Collected data:
[Start]

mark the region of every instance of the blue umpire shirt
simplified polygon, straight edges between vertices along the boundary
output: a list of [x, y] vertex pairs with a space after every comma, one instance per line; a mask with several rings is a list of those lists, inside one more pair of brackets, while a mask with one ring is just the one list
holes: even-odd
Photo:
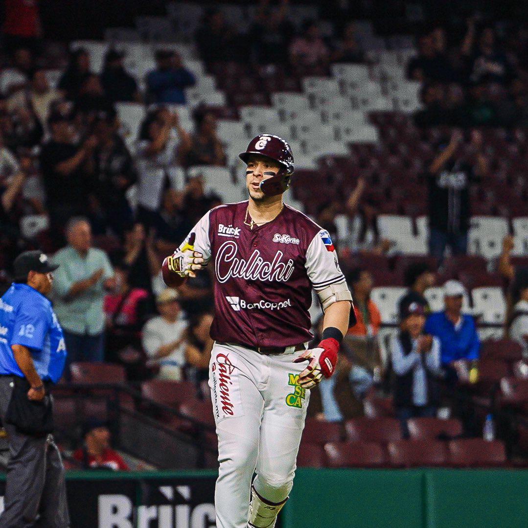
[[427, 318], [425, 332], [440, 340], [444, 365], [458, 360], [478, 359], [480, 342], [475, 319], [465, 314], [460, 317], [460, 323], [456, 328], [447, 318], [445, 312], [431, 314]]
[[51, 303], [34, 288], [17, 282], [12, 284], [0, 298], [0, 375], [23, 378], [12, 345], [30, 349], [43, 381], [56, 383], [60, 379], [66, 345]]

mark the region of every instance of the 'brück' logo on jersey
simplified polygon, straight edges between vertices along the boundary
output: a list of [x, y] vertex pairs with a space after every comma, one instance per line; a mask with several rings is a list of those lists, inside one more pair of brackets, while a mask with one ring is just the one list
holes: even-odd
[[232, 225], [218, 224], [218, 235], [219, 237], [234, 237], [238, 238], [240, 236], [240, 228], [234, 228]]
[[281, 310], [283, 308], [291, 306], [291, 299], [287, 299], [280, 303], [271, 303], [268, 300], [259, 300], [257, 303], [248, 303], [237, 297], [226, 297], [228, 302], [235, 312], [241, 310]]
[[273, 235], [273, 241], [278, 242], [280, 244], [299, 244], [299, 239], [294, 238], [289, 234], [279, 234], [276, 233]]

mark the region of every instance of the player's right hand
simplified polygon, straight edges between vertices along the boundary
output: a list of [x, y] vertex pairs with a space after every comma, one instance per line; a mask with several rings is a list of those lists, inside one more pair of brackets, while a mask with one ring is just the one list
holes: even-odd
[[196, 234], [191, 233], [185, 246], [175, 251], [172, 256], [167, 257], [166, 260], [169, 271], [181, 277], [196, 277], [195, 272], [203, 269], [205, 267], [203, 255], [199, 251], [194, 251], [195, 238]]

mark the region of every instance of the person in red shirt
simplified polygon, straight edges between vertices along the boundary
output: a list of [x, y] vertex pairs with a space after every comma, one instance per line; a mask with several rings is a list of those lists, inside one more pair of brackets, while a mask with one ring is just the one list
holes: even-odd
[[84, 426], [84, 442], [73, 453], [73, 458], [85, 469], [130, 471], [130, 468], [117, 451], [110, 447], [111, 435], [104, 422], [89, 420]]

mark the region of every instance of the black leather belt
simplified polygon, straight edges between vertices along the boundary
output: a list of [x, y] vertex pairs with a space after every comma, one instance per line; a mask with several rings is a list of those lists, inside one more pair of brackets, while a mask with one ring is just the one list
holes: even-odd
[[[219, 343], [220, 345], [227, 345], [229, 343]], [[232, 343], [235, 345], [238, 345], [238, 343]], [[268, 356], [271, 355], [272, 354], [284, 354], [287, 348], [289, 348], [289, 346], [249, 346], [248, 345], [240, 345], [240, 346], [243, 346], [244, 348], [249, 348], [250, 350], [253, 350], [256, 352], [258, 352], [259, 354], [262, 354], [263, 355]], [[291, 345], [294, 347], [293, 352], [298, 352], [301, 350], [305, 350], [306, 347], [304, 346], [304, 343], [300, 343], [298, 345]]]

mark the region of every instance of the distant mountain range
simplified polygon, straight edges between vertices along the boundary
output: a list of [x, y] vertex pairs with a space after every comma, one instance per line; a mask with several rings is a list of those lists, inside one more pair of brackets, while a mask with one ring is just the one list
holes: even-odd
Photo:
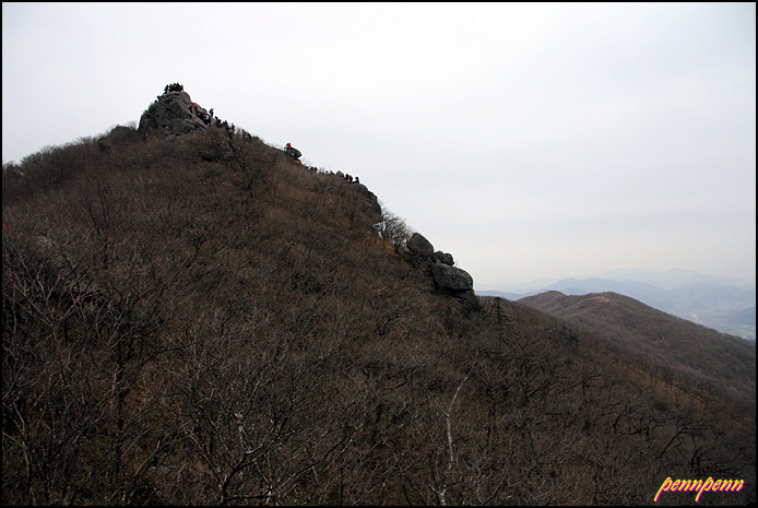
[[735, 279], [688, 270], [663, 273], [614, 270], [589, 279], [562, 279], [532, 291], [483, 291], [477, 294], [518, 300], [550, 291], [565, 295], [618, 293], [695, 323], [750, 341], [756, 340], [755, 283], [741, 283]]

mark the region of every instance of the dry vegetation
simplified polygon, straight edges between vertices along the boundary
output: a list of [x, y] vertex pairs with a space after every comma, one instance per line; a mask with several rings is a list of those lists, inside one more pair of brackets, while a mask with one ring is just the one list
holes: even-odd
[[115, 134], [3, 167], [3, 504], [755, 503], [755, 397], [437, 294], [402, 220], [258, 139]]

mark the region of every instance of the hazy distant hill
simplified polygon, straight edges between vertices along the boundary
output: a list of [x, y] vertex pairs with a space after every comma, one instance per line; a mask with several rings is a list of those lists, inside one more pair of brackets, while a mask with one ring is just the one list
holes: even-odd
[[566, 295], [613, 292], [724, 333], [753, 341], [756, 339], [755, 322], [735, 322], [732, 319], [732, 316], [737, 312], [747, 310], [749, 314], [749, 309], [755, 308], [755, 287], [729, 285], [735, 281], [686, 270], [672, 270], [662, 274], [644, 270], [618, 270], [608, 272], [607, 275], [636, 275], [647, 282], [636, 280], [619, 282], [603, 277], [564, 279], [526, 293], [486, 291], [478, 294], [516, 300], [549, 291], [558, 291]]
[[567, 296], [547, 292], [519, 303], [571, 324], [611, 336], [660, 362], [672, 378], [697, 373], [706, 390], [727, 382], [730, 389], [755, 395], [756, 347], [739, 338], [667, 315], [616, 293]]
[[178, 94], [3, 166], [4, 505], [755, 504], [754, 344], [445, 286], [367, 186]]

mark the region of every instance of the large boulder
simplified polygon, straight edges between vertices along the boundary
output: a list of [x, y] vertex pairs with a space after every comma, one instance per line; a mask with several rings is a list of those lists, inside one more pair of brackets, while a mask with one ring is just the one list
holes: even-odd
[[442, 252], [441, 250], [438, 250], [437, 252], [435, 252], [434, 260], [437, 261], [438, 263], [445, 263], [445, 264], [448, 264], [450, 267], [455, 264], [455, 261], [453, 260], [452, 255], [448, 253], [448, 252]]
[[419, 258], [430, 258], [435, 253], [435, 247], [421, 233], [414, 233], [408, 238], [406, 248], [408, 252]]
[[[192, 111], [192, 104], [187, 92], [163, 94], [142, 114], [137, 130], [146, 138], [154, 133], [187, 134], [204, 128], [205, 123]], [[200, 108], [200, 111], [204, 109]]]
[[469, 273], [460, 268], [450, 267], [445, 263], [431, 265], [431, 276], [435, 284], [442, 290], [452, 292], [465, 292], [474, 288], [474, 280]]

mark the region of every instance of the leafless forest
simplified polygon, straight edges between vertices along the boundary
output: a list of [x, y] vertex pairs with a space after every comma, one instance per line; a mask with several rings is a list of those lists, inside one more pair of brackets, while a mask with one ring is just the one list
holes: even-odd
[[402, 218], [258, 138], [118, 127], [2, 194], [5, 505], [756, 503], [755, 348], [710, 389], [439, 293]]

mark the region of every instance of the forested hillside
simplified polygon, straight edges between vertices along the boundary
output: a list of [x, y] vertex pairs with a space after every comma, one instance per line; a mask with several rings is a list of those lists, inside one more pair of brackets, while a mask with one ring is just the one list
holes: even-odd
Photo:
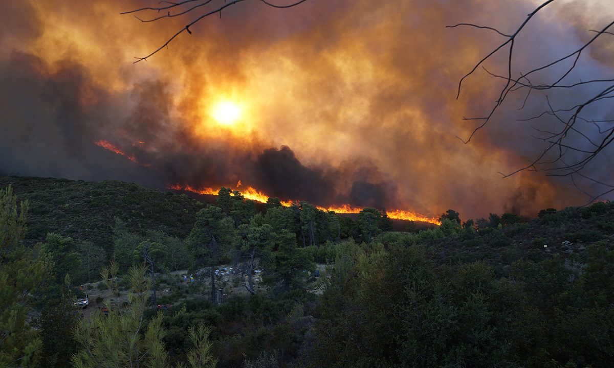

[End]

What you should do → Lay out the rows above as a Markdown table with the columns n and Line, one row per line with its row number, covering all the rows and leaving out blank lines. Leave the pictures out of the answer.

Answer to this task →
| n | Line |
|---|---|
| 1 | mark the region of every instance of the blue umpire shirt |
| 2 | simplified polygon, straight edges between vertices along the boundary |
| 3 | output: a list of [x, y] vertex pairs with a space after every comma, one instance per line; a mask with several rings is a list of those lists, inside one more pair of brackets, while a mask with one ring is just the one list |
| 4 | holes: even-odd |
| 5 | Photo: |
| 6 | [[427, 318], [425, 332], [440, 340], [444, 365], [458, 360], [478, 359], [480, 342], [475, 319], [465, 314], [460, 317], [460, 323], [456, 328], [447, 318], [445, 312], [431, 314]] |
| 7 | [[51, 303], [34, 288], [17, 282], [12, 284], [0, 298], [0, 375], [23, 378], [12, 345], [30, 349], [43, 381], [56, 383], [60, 379], [66, 345]] |
| 8 | mark the region of every instance of the 'brück' logo on jersey |
| 9 | simplified polygon, straight edges between vertices along the boundary |
| 10 | output: a list of [x, y] vertex pairs with a space after every comma, one instance per line; a mask with several rings is a list of those lists, inside one more pair of brackets, while a mask with one ring is just the one list |
| 11 | holes: even-odd |
| 12 | [[232, 225], [218, 224], [218, 235], [219, 237], [234, 237], [238, 238], [240, 236], [240, 228], [234, 228]] |
| 13 | [[281, 310], [283, 308], [291, 306], [291, 299], [287, 299], [280, 303], [271, 303], [268, 300], [259, 300], [257, 303], [248, 303], [237, 297], [226, 297], [228, 302], [235, 312], [241, 310]] |
| 14 | [[273, 235], [273, 241], [278, 242], [280, 244], [299, 244], [299, 239], [294, 238], [289, 234], [279, 234], [276, 233]] |
| 15 | mark the region of every instance of the player's right hand |
| 16 | simplified polygon, straight edges between vertices along the boundary |
| 17 | output: a list of [x, y] vertex pairs with a space after every comma, one instance per line; a mask with several rings is a list of those lists, inside one more pair of brackets, while a mask with one ring is just the one list |
| 18 | holes: even-odd |
| 19 | [[196, 234], [191, 233], [185, 246], [175, 251], [172, 256], [167, 257], [166, 260], [169, 271], [181, 277], [196, 277], [195, 272], [203, 269], [205, 267], [203, 255], [199, 251], [194, 251], [195, 238]] |
| 20 | mark the region of every instance of the person in red shirt |
| 21 | simplified polygon, straight edges between vertices along the boundary |
| 22 | output: a list of [x, y] vertex pairs with a space after every comma, one instance per line; a mask with several rings is a list of those lists, inside one more pair of brackets, while a mask with one ring is just the one list |
| 23 | holes: even-odd |
| 24 | [[84, 426], [84, 442], [73, 453], [73, 458], [85, 469], [130, 471], [130, 468], [117, 451], [110, 447], [111, 435], [104, 422], [89, 420]] |
| 25 | mark the region of every instance of the black leather belt |
| 26 | simplified polygon, straight edges between vertices along the boundary |
| 27 | output: a list of [x, y] vertex pairs with a space after every comma, one instance per line; a mask with several rings is a list of those lists, inside one more pair of brackets, while a mask with one ring is just the one list |
| 28 | holes: even-odd |
| 29 | [[[219, 343], [220, 345], [227, 345], [229, 343]], [[232, 343], [235, 345], [238, 345], [238, 343]], [[268, 356], [271, 355], [272, 354], [284, 354], [287, 348], [289, 348], [289, 346], [249, 346], [248, 345], [240, 345], [240, 346], [243, 346], [244, 348], [249, 348], [250, 350], [253, 350], [256, 352], [258, 352], [259, 354], [262, 354], [263, 355]], [[291, 345], [294, 347], [293, 352], [298, 352], [301, 350], [305, 350], [306, 347], [304, 346], [304, 343], [300, 343], [298, 345]]] |
| 30 | mark the region of every instance of the distant mountain range |
| 31 | simplified polygon, straight edges between vertices along the boundary |
| 32 | output: a list of [x, y] vertex pairs with a space after every comma, one instance per line; a mask with several rings is a list of those lists, inside one more pair of brackets, while a mask with one ring is just the one list |
| 33 | holes: even-odd |
| 34 | Photo: |
| 35 | [[735, 279], [688, 270], [663, 273], [614, 270], [589, 279], [562, 279], [532, 291], [483, 291], [477, 294], [518, 300], [550, 291], [565, 295], [618, 293], [695, 323], [750, 341], [756, 340], [755, 283], [741, 283]] |
| 36 | mark the region of every instance of the dry vegetation |
| 37 | simplified polygon, straight edges between vertices along the boundary |
| 38 | output: a list of [x, y] vertex pairs with a space after every comma, one instance per line; a mask with several rings is a list of those lists, inside one more pair of brackets, while a mask with one ring is just the one list |
| 39 | holes: even-odd |
| 40 | [[115, 134], [3, 167], [3, 504], [755, 503], [755, 397], [437, 294], [402, 220], [258, 139]] |
| 41 | mark the region of every instance of the hazy distant hill |
| 42 | simplified polygon, straight edges between vertices along the boundary |
| 43 | output: a list of [x, y] vertex pairs with a space after every comma, one instance per line; a mask with several rings is a list of those lists, inside one more pair of brackets, while a mask with one ring is just the one list |
| 44 | holes: even-odd |
| 45 | [[566, 295], [613, 292], [724, 333], [753, 341], [756, 339], [755, 322], [735, 322], [732, 319], [732, 316], [737, 312], [747, 310], [749, 314], [749, 309], [755, 308], [755, 287], [729, 285], [735, 281], [686, 270], [672, 270], [662, 274], [644, 270], [618, 270], [608, 272], [607, 275], [636, 275], [647, 282], [636, 280], [619, 282], [603, 277], [564, 279], [526, 293], [486, 291], [478, 294], [516, 300], [549, 291], [558, 291]] |
| 46 | [[567, 296], [547, 292], [519, 303], [571, 324], [611, 336], [660, 362], [672, 378], [697, 373], [706, 390], [727, 382], [730, 389], [755, 395], [756, 347], [739, 338], [667, 315], [616, 293]] |
| 47 | [[178, 94], [3, 166], [4, 505], [755, 504], [754, 344], [445, 286], [367, 186]] |
| 48 | mark the region of every instance of the large boulder |
| 49 | simplified polygon, straight edges between vertices along the boundary |
| 50 | output: a list of [x, y] vertex pairs with a space after every comma, one instance per line; a mask with several rings is a list of those lists, inside one more pair of brackets, while a mask with one ring is just the one list |
| 51 | holes: even-odd |
| 52 | [[442, 252], [441, 250], [438, 250], [437, 252], [435, 252], [434, 260], [437, 261], [438, 263], [445, 263], [445, 264], [448, 264], [450, 267], [455, 264], [455, 261], [453, 260], [452, 255], [448, 253], [448, 252]] |
| 53 | [[419, 258], [430, 258], [435, 253], [435, 247], [421, 233], [414, 233], [408, 238], [406, 248], [408, 252]] |
| 54 | [[[192, 111], [192, 104], [187, 92], [163, 94], [142, 114], [137, 130], [146, 138], [154, 133], [187, 134], [204, 128], [205, 123]], [[200, 108], [200, 111], [204, 109]]] |
| 55 | [[469, 273], [460, 268], [450, 267], [445, 263], [431, 265], [431, 276], [435, 284], [442, 290], [452, 292], [465, 292], [474, 288], [474, 280]] |
| 56 | mark the region of every instance of the leafless forest |
| 57 | simplified polygon, straight edges between vertices along the boundary |
| 58 | output: a list of [x, y] vertex pairs with a space after every comma, one instance per line; a mask with several rings is a list of those lists, inside one more pair of brackets, while a mask with one ring is just the one list |
| 59 | holes: even-odd |
| 60 | [[402, 218], [258, 138], [118, 127], [2, 194], [5, 505], [756, 503], [755, 348], [710, 389], [439, 293]] |
| 61 | mark the region of every instance of the forested hillside |
| 62 | simplified polygon, straight edges between vertices along the boundary |
| 63 | output: a list of [x, y] vertex pairs with a space after every comma, one instance per line; a mask with several rings is a list of those lists, inside one more pair of brackets, while a mask with one ring is just the one list |
| 64 | holes: even-odd |
| 65 | Photo: |